WHAT IS BEING ASKED: Print the text of the passage on Thai politics between "Is it getting" and "the ruling class.", inclusive.

SELECTED PASSAGE:
+--

Still using monarchy

16 07 2019

As is to be expected, anti-democrats and ultra-royalists continue to make use of monarchy for their own political purposes and benefit.

Conservatives have for some time been warned off using lese majeste, the current king apparently believing that it does him damage and that it has not been effective in silencing all critics – murders and enforced disappearances have worked a treat.

But the conservatives have found other means of using the monarchy against political opponents. Khaosod reports that serial complainer Srisuwan Janya, “filed the royal defamation complaint against Future Forward Party’s Pannika Wanich in June,” but that is not all it seems. In fact, the complaint is not lese majeste but a complaint to the National Anti-Corruption Commission. He wants “Pannika removed from office, on allegations that Pannika mocked the late King Bhumibol in a 2010 graduation photo.”

The newspaper reports that the NACC, which seldom seriously investigated complaints against the military junta, seems to be actively pursuing the case.

Monarchy remains a useful tool for anti-democrats and ultra-royalists in defeating political opponent.





No change on repression

21 06 2019

While some media still delude themselves and readers that the junta’s “election” was about “returning to democracy,” The Diplomat has a story that shows that things haven’t changed and may be getting worse:

Weeks after the March election, the plainclothes officers that had become a familiar sight on college campuses under military rule were back at Ubon Ratchathani University in Thailand’s northeast.

“Things should have changed. But they came with an identical message” to five years ago, said political scientist Titipol Phakdeewanich about a second visit from the special branch police last week. “They were quite confident they could keep politicians in check. But they are very worried about universities and students.”

As the story observes, “[h]eavy-handed responses to even the mildest of criticism have been a defining feature of a junta that routinely threatened and prosecuted opponents…” since its illegal 2014 military coup.

As academic Titipol puts it: “Nothing has changed. But now Thailand is whitewashed by an election…”.

Is it getting worse? We think it is, with the mad rightists unleashed by the junta. Most noticeable is the use of lese majeste as a way to damage and repress.

Future Forward’s spokesperson, Pannika Wanich is one target, accused her of lese majeste. She says: “It’s a witch hunt. Progressive politicians have frequently been accused of being anti-monarchy…”. It is also the yellow-shirted tactic that is used against democrats or anyone considered too pro-Thaksin. Future Forward has scared the bejesus out of the political dinosaurs and the ruling class.

After the assault (clipped from Matichon)

The story also points out rising “systematic violence,” including murders and enforced disappearances.

It cites Anon Chawalawan from iLaw, who says: “We are seeing rising numbers of violent attacks against democracy activists, often by masked attackers, since the election. But there have been no arrests…”.

One recent case is Sirawith Seritiwat (left).

No arrests. Probably because these are officially-sanctioned thugs.

+--

(Text-to-region grounding data)
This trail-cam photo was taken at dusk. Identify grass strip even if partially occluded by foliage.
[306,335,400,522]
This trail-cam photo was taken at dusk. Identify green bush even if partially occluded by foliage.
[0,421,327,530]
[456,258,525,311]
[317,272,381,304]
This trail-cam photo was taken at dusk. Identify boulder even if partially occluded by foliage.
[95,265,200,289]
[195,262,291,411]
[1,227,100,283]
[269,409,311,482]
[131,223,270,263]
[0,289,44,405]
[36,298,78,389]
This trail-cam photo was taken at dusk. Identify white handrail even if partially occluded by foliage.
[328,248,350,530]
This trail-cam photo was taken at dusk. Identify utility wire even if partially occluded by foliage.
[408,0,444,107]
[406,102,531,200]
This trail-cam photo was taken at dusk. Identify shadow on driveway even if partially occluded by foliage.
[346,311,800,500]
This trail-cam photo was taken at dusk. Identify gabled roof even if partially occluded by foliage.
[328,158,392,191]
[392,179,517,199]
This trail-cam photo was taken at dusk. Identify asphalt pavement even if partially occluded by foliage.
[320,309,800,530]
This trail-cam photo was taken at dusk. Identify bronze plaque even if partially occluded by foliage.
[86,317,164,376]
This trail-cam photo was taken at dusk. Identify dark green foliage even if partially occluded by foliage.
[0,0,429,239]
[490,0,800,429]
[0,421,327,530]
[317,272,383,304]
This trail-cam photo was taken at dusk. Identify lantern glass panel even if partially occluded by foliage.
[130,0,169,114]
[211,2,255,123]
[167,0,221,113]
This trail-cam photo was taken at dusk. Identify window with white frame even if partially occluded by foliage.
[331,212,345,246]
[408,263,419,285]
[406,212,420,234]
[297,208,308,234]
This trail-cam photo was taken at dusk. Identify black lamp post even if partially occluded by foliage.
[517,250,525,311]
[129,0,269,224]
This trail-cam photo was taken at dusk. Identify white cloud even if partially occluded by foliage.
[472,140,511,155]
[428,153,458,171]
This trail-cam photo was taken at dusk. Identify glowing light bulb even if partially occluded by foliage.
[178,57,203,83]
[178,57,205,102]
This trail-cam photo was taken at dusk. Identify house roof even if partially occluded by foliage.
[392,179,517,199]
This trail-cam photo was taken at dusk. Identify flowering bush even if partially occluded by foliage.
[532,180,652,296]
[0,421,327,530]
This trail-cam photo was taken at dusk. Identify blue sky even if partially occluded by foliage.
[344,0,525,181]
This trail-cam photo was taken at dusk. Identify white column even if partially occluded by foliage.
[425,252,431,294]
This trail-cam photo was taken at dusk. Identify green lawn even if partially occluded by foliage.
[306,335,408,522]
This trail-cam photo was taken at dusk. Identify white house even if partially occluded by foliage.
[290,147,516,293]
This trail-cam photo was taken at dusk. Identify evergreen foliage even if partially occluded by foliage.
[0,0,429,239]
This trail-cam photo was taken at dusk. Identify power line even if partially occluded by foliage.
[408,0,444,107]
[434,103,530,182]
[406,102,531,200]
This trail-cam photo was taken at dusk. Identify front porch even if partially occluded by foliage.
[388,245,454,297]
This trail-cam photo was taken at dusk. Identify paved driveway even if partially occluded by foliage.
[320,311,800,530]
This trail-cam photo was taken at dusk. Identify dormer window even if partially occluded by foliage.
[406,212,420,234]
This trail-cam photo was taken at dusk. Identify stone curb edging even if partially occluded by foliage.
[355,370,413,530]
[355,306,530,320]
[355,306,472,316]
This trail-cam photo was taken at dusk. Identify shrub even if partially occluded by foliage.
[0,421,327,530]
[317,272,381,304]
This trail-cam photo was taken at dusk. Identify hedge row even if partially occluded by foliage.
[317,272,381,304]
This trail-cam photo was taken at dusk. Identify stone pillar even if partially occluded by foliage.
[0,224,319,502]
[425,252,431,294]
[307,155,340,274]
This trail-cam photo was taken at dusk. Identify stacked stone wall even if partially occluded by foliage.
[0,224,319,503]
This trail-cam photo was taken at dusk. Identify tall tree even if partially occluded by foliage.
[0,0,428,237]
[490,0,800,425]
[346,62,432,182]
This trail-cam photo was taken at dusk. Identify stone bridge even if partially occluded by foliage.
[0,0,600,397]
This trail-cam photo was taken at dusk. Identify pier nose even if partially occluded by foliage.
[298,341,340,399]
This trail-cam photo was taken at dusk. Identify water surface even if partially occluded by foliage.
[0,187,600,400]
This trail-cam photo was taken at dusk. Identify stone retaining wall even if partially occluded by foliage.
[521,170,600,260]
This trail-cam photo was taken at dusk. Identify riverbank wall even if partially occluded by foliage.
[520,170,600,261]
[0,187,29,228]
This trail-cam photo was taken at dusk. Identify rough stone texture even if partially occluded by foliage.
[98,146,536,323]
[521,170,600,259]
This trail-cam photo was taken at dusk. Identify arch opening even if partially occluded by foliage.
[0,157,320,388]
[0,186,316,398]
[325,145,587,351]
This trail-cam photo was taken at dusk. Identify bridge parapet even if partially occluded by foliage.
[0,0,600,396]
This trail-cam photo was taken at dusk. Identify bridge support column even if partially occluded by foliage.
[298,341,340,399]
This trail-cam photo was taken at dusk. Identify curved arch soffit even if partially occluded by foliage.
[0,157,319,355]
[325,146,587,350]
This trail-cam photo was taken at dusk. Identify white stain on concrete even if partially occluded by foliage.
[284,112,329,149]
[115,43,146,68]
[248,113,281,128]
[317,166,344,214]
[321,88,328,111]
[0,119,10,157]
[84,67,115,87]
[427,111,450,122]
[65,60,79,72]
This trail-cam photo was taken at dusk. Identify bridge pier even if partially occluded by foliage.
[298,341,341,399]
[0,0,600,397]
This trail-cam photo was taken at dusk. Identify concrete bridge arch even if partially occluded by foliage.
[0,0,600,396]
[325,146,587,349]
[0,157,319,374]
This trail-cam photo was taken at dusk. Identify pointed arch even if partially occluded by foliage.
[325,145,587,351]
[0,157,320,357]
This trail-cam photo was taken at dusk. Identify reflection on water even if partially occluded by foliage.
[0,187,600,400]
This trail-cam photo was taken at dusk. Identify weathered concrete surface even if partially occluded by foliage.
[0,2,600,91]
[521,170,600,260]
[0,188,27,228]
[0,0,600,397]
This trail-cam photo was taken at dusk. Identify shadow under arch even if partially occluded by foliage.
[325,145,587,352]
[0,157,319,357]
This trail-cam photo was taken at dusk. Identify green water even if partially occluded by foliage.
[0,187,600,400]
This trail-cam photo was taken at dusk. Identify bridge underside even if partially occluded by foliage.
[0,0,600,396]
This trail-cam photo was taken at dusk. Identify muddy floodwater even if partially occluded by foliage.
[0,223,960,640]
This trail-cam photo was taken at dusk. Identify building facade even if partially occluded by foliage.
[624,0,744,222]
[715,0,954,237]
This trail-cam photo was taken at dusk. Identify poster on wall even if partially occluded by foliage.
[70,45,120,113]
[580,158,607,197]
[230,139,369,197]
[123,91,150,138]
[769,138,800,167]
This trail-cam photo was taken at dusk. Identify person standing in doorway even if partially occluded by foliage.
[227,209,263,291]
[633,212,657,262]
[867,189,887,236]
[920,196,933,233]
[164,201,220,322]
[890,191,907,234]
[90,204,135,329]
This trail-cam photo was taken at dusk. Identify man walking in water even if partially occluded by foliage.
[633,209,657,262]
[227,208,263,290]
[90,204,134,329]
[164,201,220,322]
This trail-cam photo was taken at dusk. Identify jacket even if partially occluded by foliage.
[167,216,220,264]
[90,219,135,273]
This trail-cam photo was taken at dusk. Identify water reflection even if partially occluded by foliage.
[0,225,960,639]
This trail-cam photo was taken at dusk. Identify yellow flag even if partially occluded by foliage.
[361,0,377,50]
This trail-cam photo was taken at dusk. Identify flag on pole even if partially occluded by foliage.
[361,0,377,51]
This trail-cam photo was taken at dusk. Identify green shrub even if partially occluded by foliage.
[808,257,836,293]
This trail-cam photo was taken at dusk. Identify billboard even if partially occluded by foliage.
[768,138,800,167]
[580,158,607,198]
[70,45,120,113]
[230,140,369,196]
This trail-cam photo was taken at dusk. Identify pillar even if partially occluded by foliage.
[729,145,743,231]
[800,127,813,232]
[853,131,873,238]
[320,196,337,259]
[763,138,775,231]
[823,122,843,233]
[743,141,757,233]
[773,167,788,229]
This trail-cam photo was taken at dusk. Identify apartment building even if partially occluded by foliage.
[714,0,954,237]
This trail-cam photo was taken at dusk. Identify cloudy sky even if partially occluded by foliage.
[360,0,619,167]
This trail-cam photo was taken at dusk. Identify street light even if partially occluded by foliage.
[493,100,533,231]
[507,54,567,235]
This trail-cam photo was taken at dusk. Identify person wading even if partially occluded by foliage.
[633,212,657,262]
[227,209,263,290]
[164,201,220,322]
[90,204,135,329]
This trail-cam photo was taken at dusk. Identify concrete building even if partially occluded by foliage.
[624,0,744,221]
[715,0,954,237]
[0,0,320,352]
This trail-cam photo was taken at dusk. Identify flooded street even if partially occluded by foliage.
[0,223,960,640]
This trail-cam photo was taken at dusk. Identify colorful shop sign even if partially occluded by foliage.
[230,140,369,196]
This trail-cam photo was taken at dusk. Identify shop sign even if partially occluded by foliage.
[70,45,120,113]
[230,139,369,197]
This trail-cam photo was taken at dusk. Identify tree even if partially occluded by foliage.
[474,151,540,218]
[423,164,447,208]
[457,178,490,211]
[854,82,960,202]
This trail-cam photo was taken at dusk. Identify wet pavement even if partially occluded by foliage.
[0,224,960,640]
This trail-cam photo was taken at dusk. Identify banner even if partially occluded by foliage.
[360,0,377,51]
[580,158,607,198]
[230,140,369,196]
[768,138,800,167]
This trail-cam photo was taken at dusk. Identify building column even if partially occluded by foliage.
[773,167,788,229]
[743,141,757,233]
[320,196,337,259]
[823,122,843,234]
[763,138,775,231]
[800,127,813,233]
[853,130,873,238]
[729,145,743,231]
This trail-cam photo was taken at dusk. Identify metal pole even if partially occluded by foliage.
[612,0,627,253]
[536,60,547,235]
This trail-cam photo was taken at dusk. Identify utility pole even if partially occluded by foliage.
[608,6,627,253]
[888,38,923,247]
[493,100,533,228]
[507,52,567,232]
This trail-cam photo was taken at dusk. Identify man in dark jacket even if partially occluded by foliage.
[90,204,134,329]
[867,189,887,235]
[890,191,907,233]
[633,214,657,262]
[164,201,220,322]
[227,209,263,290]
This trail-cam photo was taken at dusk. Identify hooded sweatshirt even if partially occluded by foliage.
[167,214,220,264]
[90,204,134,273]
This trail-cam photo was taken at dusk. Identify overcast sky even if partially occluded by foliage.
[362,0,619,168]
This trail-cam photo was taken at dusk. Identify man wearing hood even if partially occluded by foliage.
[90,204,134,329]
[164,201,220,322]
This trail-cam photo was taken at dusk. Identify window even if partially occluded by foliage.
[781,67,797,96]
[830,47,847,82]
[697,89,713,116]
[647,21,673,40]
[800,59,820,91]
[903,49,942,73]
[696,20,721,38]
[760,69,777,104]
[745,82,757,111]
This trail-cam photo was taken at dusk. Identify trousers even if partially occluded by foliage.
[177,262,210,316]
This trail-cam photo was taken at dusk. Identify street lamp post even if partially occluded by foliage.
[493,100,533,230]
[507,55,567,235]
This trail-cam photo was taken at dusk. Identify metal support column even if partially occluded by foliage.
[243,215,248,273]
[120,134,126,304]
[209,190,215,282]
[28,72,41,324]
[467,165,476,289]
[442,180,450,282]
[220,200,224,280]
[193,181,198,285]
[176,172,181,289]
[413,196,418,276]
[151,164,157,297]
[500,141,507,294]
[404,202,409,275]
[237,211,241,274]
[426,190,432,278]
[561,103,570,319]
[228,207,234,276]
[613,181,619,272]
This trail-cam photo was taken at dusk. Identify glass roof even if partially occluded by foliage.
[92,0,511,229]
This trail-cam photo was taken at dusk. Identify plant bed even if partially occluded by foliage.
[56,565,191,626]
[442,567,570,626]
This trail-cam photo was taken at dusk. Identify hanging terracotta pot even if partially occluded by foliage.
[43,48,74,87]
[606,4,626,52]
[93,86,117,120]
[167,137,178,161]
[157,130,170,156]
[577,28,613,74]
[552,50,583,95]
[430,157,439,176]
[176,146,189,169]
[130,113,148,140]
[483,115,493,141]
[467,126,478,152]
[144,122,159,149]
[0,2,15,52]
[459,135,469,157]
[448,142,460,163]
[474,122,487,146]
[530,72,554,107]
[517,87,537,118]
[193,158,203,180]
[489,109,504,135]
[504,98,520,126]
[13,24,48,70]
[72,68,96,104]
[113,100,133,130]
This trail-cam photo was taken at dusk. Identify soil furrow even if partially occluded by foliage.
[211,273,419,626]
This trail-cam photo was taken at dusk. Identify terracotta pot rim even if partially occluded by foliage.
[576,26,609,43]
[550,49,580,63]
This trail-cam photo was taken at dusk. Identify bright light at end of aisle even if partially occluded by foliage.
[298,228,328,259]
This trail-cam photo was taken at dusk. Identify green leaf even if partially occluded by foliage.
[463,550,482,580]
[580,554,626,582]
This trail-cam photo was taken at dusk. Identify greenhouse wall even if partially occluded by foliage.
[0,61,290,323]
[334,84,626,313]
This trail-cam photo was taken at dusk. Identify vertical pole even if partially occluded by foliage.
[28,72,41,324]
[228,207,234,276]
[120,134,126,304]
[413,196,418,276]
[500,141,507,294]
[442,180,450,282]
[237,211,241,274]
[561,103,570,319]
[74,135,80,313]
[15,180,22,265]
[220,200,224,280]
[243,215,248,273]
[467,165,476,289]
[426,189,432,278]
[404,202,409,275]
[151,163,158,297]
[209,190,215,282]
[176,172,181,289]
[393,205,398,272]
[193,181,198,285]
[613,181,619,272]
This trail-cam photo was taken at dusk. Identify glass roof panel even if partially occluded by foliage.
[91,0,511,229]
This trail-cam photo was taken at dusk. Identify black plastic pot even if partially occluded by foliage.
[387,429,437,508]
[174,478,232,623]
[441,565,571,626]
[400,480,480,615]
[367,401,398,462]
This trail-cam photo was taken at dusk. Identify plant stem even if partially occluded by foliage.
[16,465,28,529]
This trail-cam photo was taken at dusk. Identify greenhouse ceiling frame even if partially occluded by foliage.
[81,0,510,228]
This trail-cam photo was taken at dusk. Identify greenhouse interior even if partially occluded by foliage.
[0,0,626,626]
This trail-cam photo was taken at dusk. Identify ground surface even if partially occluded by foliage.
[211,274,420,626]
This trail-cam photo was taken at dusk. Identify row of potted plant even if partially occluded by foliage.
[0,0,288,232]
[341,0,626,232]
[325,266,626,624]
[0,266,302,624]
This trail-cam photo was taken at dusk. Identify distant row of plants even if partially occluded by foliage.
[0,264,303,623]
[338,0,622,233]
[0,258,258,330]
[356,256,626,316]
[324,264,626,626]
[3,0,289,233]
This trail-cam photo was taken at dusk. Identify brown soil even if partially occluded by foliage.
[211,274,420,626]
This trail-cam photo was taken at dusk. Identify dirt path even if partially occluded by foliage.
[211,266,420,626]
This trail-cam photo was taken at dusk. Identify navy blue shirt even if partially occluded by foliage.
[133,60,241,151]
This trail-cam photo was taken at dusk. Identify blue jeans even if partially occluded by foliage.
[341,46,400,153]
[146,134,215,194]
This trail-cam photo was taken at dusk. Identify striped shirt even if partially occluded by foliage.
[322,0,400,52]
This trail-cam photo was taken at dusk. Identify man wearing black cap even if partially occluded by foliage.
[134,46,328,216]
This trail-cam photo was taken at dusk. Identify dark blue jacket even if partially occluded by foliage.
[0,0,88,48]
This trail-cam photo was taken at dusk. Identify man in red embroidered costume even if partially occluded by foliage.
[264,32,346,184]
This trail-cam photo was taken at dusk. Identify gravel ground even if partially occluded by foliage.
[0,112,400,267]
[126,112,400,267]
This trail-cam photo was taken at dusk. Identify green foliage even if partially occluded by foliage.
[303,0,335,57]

+--

ANSWER:
Is it getting worse? We think it is, with the mad rightists unleashed by the junta. Most noticeable is the use of lese majeste as a way to damage and repress.

Future Forward’s spokesperson, Pannika Wanich is one target, accused her of lese majeste. She says: “It’s a witch hunt. Progressive politicians have frequently been accused of being anti-monarchy…”. It is also the yellow-shirted tactic that is used against democrats or anyone considered too pro-Thaksin. Future Forward has scared the bejesus out of the political dinosaurs and the ruling class.